BEGIN Records

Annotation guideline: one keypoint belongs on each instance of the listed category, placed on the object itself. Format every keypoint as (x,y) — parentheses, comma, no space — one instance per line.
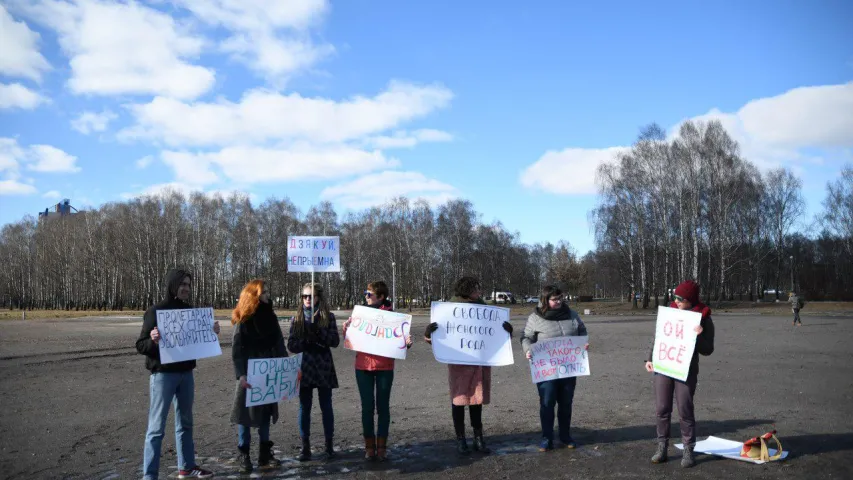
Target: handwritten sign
(187,334)
(378,332)
(273,379)
(313,254)
(470,334)
(675,340)
(559,357)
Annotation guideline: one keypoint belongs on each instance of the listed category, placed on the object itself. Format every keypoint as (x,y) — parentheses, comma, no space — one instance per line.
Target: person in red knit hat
(686,298)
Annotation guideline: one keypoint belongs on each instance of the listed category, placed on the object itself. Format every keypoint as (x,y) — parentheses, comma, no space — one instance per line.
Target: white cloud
(16,95)
(190,169)
(124,48)
(89,122)
(13,187)
(263,115)
(261,165)
(269,36)
(19,56)
(569,172)
(376,189)
(144,162)
(403,139)
(783,130)
(48,159)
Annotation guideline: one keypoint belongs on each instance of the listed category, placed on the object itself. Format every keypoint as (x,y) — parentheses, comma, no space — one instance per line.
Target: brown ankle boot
(369,449)
(381,448)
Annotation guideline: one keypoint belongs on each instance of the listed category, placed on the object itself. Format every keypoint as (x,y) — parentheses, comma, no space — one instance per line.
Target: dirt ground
(75,398)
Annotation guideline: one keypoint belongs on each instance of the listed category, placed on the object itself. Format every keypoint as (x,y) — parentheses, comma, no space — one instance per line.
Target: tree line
(694,207)
(688,207)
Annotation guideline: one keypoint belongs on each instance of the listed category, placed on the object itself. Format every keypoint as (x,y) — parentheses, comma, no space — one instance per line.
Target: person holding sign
(375,373)
(470,385)
(686,298)
(553,318)
(314,337)
(256,335)
(168,382)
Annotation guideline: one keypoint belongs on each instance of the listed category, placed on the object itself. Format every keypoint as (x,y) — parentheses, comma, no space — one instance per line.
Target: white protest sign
(313,254)
(187,334)
(470,334)
(273,379)
(379,332)
(675,340)
(559,357)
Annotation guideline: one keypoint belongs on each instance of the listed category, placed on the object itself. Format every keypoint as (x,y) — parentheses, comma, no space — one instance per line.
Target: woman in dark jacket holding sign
(315,338)
(553,318)
(374,375)
(686,298)
(256,335)
(470,385)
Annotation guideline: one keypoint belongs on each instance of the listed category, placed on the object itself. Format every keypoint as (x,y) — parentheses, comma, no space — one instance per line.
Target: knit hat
(689,290)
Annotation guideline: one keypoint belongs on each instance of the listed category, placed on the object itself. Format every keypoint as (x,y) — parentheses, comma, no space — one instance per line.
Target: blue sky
(508,106)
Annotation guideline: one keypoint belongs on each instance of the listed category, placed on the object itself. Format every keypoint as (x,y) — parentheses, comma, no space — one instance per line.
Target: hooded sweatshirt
(144,344)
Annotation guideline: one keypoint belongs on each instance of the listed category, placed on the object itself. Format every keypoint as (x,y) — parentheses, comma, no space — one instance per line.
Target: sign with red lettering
(675,340)
(313,254)
(378,332)
(559,357)
(470,334)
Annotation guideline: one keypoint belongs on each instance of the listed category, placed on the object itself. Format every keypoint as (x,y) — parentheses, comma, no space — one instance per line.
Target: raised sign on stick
(273,379)
(675,340)
(313,254)
(470,334)
(378,332)
(559,357)
(187,334)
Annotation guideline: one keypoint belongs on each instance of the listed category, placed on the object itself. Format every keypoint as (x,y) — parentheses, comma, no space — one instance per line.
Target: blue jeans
(244,434)
(306,398)
(166,388)
(552,393)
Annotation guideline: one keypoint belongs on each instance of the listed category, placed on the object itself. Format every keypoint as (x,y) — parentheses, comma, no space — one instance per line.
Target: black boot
(305,453)
(479,443)
(330,449)
(462,446)
(245,460)
(266,457)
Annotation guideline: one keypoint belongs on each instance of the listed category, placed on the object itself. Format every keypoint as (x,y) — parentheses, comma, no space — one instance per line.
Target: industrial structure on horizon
(61,209)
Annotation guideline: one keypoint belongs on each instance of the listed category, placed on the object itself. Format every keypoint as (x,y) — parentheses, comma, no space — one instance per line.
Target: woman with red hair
(256,335)
(686,298)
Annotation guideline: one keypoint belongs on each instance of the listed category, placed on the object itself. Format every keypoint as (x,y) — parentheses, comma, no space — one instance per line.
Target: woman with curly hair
(256,335)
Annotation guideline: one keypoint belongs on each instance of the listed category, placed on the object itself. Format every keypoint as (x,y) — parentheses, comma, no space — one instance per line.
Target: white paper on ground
(727,448)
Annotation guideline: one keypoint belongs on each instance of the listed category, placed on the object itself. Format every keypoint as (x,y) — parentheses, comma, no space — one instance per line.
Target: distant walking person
(470,385)
(374,375)
(256,335)
(796,305)
(169,383)
(315,338)
(686,298)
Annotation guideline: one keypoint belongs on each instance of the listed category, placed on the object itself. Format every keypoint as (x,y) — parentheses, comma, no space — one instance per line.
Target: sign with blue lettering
(470,334)
(313,254)
(187,334)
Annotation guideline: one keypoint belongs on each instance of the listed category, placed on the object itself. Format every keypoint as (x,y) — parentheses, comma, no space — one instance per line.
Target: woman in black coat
(256,335)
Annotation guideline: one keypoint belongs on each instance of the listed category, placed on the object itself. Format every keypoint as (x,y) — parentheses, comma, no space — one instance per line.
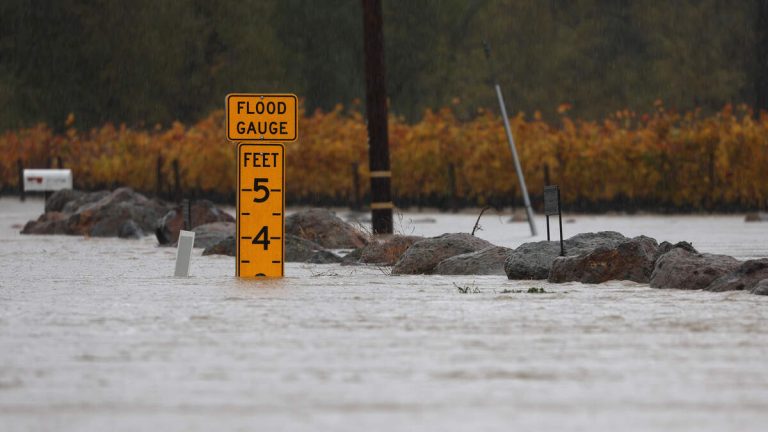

END Records

- _Required action_
Every record above should reappear exactly, with the pictures gone.

- _Solution to this exercise_
Annotation guideline: one keypoint belongs on each instance of the listed category, placed on the object itself. Format every keypoint as (x,y) — parentheses, comma, no space — one instance per line.
Target: handwritten sign
(187,334)
(378,332)
(273,379)
(313,254)
(470,334)
(675,340)
(559,357)
Annotation guideline: one keypoint belongs on each instance of the listed category, placed on the object itself. Format every keypoint as (x,y) — parentheses, comma, no space — one instance per line.
Target: person in red knit hat
(686,298)
Annotation guideline: one keypoint belongs on each instance of the listed category, placed on the object itself. Format every keypoint as (x,y) — parentheses, comma, no space — one instance per line.
Target: white cloud
(16,95)
(190,169)
(124,48)
(89,122)
(13,187)
(263,115)
(261,165)
(269,36)
(19,56)
(569,172)
(376,189)
(144,162)
(403,139)
(783,130)
(48,159)
Annotation guideline: one keypoint belongs on each instance of the listed category, placed on the object itself. Format every keypoint as (x,y) — parentheses, comma, no space — one instance per line.
Target: brown ankle boot
(369,449)
(381,448)
Annotation guideline: one keypoint belongs on each instance of the listed category, placed on the object itself. Format every keypoint as (x,y) — parentheses, comma, no space — one instance per line.
Target: dirt ground
(75,398)
Annotation guideline: one keypoint belongs on each instance of the listed category, placed on the object itself. Format every keypoint as (x,y) — parentheses, comma, no space — one instance per line.
Target: tree line
(694,207)
(688,207)
Annotation guideline: one keypoint belongs on each instance of the listed category, placed on the object itself. Format every keypoint as (x,y) — parentheses, comma, no space — one instance per line.
Target: person holding sign
(375,373)
(470,385)
(686,298)
(553,318)
(314,337)
(256,335)
(168,382)
Annotation guideline: one keypoint belongs on each instance of the listed category, placed on the object itself. Format every keypoint as (x,y) — parentheses, comma, no space — one instance per line.
Target: white protest sign
(313,254)
(187,334)
(470,334)
(273,379)
(379,332)
(675,340)
(559,357)
Annotation guideline: one keypoint belongs on each instance of the listed category, placed on the object itself. Format every keypoint as (x,y) — parentheses, comma, no space — one instance per line.
Target: woman in dark jacket holding sign
(315,338)
(553,318)
(374,375)
(686,298)
(256,335)
(470,385)
Annotation guideline: one keypoint belongs on each instance of the listed category, placed on the object itself. Format every keypoint as (x,y) — parentheses, comma, no space — one instance per line.
Target: knit hat
(689,290)
Annotation guideline: one keypoint belongs on each instance of the listed category, placed on the object itself. Format every keypoint as (x,y) — parentheses, comma, no space — one instance per line.
Target: blue sky
(508,106)
Annotation guideline: one keypoint belongs on each instance of the listed category, placed on the object itself. Format every keypoint as (x,y) — parentheses, comma, no space — one instance per line.
Target: hooded sweatshirt
(144,344)
Annotation guideline: one keypoint belongs on each instance of the listed category, placed on the object itself. Format every keypoint as (x,y) — parentheses, comma, no space — one instance per line.
Target: sign with red lettering
(675,340)
(313,254)
(378,332)
(559,357)
(470,334)
Annotation guideline: one keypoint belongs on each instance of the listed category, placed on the object itself. Format every keypoint as (x,y) — parentheses, comma, no space — one instance per line.
Target: raised sign on stick
(273,379)
(675,340)
(313,254)
(470,334)
(378,332)
(559,357)
(187,334)
Annotation guideline: one keypoint belongs on each instance of the listed category, placed on the object itself. Format every keypoint as (x,y) — parentheses, comma, no space — one instance per line.
Target: blue jeans
(244,434)
(306,398)
(166,388)
(552,393)
Annotation guideline: one keypoint belongs on each instance of the listed category, placed on the object itself. Format every keypoint as (x,y) — parentheses, comma, no space — one instance per line.
Target: black boot
(305,453)
(479,443)
(330,449)
(462,446)
(245,460)
(266,457)
Annotation guideline: one keypoint belongs on each instance of the listed category, placed on the object itself. Format every keypoint as (x,y) — parentheses, comma, no space — one instance per line.
Target: industrial structure on horizon
(61,209)
Annotation guideline: one keypoint belongs on each instance of the listed category, placed on the object itself. Format every keypoint as (x,y) — parentheses, comma, no space — one instance per line.
Target: woman with red hair
(256,335)
(686,298)
Annotation guideline: one keypoint belongs on each instance of the listed category, placed on the object itself. Format every keypoint as (x,y) — parentheses, comma, no space — one instance per line.
Target: woman with curly hair
(256,335)
Annotation guideline: one keypoint belongs on each instance of the listed category, placed on the object itself. Format every keypoint as (x,y) — parentheses, comma, no space — one instance per line.
Target: white paper on ground
(727,448)
Annotation guideline: one keypoint belongs on each instance of the listed category, placed on the object itself. Format every keypoint as (x,y) — parentheses, comma, no space — one instance per line.
Target: distant walking person
(470,385)
(374,375)
(256,335)
(796,305)
(169,383)
(315,338)
(686,298)
Annotation guideline: one keypoint belongs on each instance of the listed category, placed on the object itself. Format every keypoint as (x,y) — parentheses, comma, no space — one instance per line.
Target: sign with blue lettering
(470,334)
(313,254)
(187,334)
Annotation guideline: one keypoint belongs on each instance of the listed category, placed on the object itself. Format every keypoint as (x,y) — parentheses, comma, no space — one instance per line.
Target: woman in black coat
(256,335)
Annotation guideline: one keypoint belongs on each instance of the listed category, placed on the object itself. Format every keypoint as (x,y) — parentheses, comma, no space — one instance per line.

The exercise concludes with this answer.